### SUPPLIED DATA ###
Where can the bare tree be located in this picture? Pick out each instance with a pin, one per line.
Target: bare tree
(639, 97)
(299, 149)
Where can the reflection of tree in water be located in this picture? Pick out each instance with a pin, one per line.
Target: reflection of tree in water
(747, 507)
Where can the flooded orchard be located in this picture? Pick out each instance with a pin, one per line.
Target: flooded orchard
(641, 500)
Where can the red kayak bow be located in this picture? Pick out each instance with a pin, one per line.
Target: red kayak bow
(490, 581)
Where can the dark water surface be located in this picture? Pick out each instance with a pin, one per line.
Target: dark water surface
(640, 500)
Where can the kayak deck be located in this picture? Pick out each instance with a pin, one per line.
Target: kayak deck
###
### SUPPLIED DATA ###
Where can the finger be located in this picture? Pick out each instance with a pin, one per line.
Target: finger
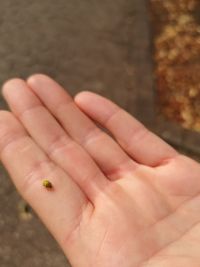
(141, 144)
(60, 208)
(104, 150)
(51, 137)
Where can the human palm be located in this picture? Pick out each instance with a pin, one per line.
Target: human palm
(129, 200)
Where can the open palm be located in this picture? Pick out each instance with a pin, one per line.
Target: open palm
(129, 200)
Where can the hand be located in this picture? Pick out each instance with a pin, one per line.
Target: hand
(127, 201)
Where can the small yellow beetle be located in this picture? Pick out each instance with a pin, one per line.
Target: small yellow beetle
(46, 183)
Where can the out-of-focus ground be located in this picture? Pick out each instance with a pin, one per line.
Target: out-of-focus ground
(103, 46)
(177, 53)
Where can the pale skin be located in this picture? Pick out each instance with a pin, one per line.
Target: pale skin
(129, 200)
###
### SUPPLIED DATA ###
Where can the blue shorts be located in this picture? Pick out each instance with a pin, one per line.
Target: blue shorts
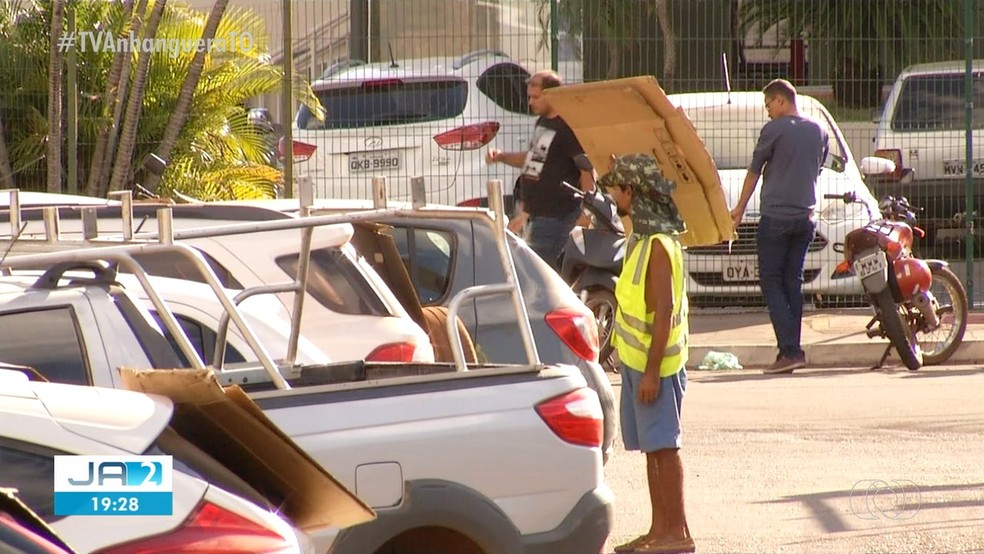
###
● **WORK ORDER**
Wherever the string "deck" is found in the listing above, copy the line that contains it.

● **EXERCISE RESULT**
Where can the kayak deck be located in this picture? Pick out each instance with a pin, one per line.
Target: kayak deck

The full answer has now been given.